Information given:
%%

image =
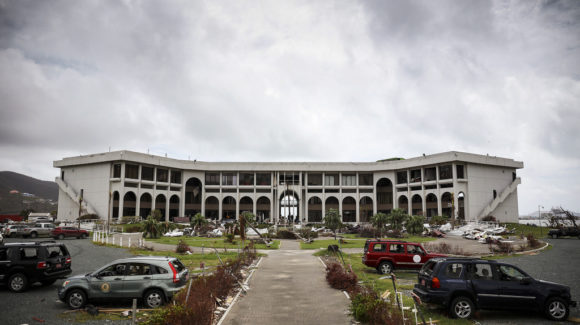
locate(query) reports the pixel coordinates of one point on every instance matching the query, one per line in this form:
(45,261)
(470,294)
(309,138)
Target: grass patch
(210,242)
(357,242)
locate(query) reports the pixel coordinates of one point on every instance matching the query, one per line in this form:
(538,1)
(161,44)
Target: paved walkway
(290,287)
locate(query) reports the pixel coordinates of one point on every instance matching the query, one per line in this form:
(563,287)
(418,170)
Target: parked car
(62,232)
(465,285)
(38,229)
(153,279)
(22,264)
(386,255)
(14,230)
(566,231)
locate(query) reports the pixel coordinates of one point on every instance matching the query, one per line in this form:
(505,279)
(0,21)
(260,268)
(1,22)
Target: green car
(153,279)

%%
%%

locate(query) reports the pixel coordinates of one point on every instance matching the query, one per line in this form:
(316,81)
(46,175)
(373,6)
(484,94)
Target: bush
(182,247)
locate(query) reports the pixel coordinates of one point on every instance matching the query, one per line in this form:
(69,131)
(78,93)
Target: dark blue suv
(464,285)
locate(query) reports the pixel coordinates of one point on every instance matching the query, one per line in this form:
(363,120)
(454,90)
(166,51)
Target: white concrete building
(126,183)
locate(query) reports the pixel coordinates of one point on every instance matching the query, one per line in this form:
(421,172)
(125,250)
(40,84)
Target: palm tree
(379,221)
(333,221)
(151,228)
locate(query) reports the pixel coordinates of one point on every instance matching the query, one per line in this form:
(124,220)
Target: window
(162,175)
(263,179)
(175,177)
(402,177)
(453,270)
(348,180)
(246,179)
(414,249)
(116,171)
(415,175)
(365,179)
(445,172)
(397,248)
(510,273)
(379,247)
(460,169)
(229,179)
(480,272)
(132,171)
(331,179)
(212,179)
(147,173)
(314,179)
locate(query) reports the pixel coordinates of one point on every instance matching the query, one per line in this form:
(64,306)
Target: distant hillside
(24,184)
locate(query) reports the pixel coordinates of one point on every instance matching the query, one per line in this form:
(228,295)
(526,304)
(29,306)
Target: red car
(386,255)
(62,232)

%%
%%

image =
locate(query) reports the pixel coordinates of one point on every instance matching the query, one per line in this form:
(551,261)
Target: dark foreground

%%

Instructions to follow:
Count the lines in the records that contain the string "dark", and reply with the number alone.

Result:
2